MATERIAL SHOWN:

* * * *

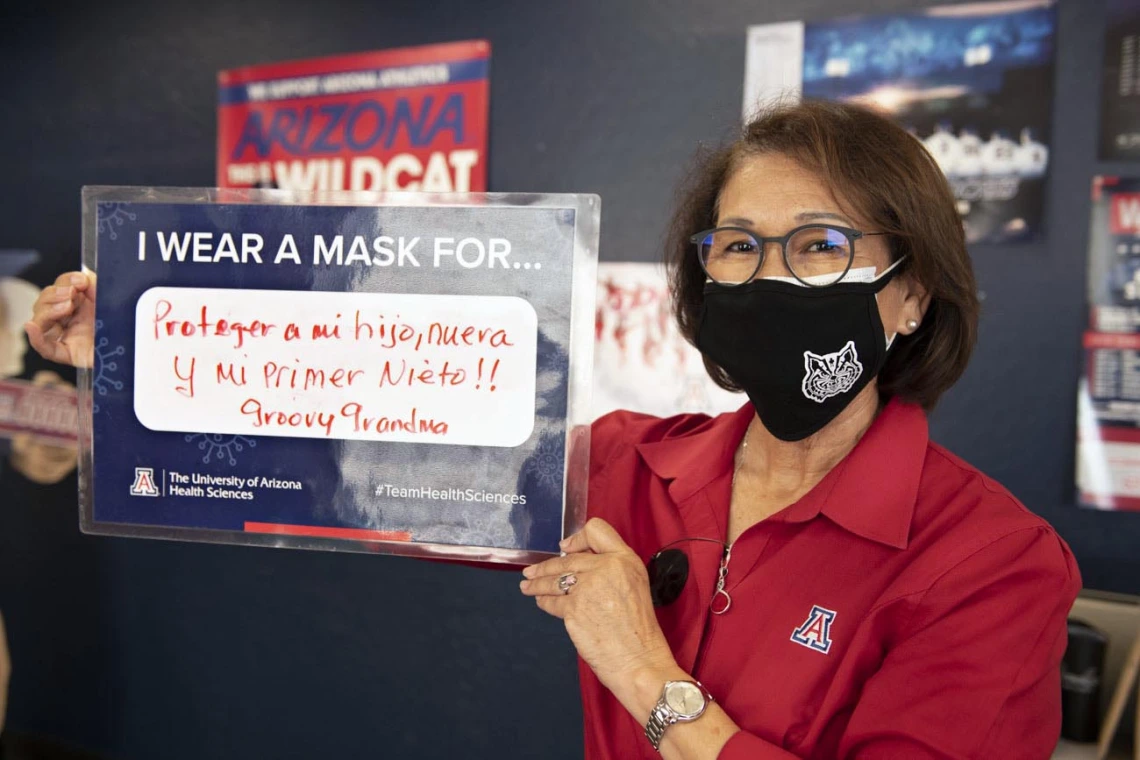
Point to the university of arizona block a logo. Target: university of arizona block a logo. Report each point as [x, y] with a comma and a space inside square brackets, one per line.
[831, 374]
[144, 482]
[815, 632]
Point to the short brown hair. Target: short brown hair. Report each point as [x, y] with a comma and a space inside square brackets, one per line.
[893, 181]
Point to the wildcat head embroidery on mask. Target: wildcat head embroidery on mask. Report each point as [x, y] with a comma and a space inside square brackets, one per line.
[831, 374]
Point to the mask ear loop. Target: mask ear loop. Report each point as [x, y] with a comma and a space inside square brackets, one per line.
[886, 271]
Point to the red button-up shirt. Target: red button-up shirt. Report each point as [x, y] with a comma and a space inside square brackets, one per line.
[908, 606]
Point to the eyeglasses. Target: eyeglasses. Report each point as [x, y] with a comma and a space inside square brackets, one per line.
[817, 255]
[668, 571]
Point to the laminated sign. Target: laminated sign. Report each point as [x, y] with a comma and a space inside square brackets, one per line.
[398, 373]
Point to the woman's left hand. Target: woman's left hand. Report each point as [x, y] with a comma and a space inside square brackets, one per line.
[608, 612]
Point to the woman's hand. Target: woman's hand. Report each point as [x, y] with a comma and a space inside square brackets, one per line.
[63, 320]
[608, 612]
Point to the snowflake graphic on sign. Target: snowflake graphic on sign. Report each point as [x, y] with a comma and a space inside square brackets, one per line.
[112, 215]
[546, 463]
[220, 447]
[105, 366]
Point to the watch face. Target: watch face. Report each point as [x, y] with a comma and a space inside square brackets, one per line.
[684, 699]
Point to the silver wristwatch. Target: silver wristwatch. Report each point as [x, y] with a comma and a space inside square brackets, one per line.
[681, 702]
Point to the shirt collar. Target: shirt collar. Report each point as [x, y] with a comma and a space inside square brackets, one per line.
[871, 492]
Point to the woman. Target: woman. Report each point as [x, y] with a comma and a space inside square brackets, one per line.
[827, 582]
[864, 593]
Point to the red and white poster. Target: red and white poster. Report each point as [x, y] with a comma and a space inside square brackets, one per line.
[410, 119]
[1108, 401]
[641, 360]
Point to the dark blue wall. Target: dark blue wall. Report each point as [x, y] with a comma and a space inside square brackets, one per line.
[153, 650]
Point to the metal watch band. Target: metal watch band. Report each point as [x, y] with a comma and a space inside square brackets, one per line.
[660, 719]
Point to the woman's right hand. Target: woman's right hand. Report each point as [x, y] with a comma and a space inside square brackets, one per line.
[63, 320]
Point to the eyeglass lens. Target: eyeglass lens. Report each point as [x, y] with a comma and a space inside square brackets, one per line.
[668, 570]
[817, 255]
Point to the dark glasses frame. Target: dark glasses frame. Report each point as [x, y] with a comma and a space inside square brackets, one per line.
[668, 571]
[852, 235]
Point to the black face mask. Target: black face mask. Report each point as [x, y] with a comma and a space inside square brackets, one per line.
[800, 353]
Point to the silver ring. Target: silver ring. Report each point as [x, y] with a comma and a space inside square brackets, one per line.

* * * *

WORK TO COMPLETE: Put the lines above into a numbered list with no blank lines, and leave the pictures out of your answer.

WRITTEN ANSWER:
1. Point to the university of arizona block a logo. Target: university of arizona block a logo. Report each point as [x, y] with a comma and a space inside square brackets, one per line.
2. [831, 374]
3. [144, 482]
4. [815, 632]
5. Point to the short brown hair. Target: short brown hair. Report each point as [x, y] with a comma and a space inside square brackets, one per line.
6. [893, 181]
7. Point to the wildcat head embroidery on mask. Target: wildcat head embroidery on mask. Report each point as [x, y] with a comma and a space inside square brackets, one per line.
8. [831, 374]
9. Point to the mask ear loop. Target: mask ear loop. Report each point as [x, y] with a comma and a space inside square brackets, one per line.
10. [886, 271]
11. Point to the red button-up shirt. Target: red button-up shirt. Report each point as [x, y] with a comma and a space inside square brackets, one per line.
12. [908, 606]
13. Point to the eyeglasses. Target: eyeglasses. Report each point as [x, y] with a comma and a space inside square brackets, one per line.
14. [817, 255]
15. [668, 571]
16. Point to the laminated sign. Target: laminated sign. Report each point as [x, y] with a comma and a space inside square brackets, one per line.
17. [398, 373]
18. Point to the woman's left hand. Target: woman's left hand. Report each point as [x, y] with a comma and a space inside square brackets, one per line.
19. [608, 612]
20. Point to the woman's hand. Target: woman's hand. Report each point as [x, y] with a comma and a space inside square brackets, one per line.
21. [63, 320]
22. [608, 612]
23. Point to the snowflake graphic on sign. Target: snowflake graphic on sign. Report each point as [x, y] with a comma and a space inside square brackets, one per line.
24. [112, 215]
25. [546, 463]
26. [220, 447]
27. [105, 366]
28. Point to the watch face. Target: watch face. Report each point as [x, y] with a comma and a space inside square brackets, one per line.
29. [684, 699]
30. Point to the silver wristwatch. Target: silver wristwatch. Report each point as [x, y] with a comma and a space inside square brackets, one per line.
31. [681, 702]
32. Point to the shirt collar. Target: shirt collar. Report each point as [x, y] with a comma and a space inside square brackets, one per line.
33. [871, 492]
34. Point to the woman. Target: woman. Report each point as [x, y] with a comma and a space inside square brackets, one per line.
35. [827, 582]
36. [864, 593]
37. Point to the red and white poster. Target: red and white poster. Report each point as [x, y] with a comma and a space inside square brackets, one per line.
38. [410, 119]
39. [1108, 401]
40. [641, 360]
41. Point to the dark blue wall. Target: dark blue wall. Report each point as [x, y] with a comma and a space inside square brackets, one per line.
42. [153, 650]
43. Point to the metal watch band. Target: metal watch band. Report each point as [x, y] with a comma and a space inside square brackets, one per line.
44. [660, 719]
45. Point to the woman's right hand. Target: woman's right hand. Report each point as [x, y] with a comma and a space inside square brackets, one per line.
46. [63, 320]
47. Point to the eyeglass lens. Target: eyeglass lens. Report each point as [x, y] with a comma and a space inside square brackets, one per line.
48. [668, 570]
49. [817, 255]
50. Point to the dark glasses frame. Target: dark glasses frame. Report each point as [x, y] with a comma and a space inside square brackets, one per line.
51. [668, 571]
52. [852, 235]
53. Point to the black face mask. Target: black face mask. Report each point as [x, y] with a comma and a space inside square brackets, one per line.
54. [800, 353]
55. Point to the silver ring. Target: silver ring. Report each point as [x, y] with a comma and a space inside square brackets, one per line.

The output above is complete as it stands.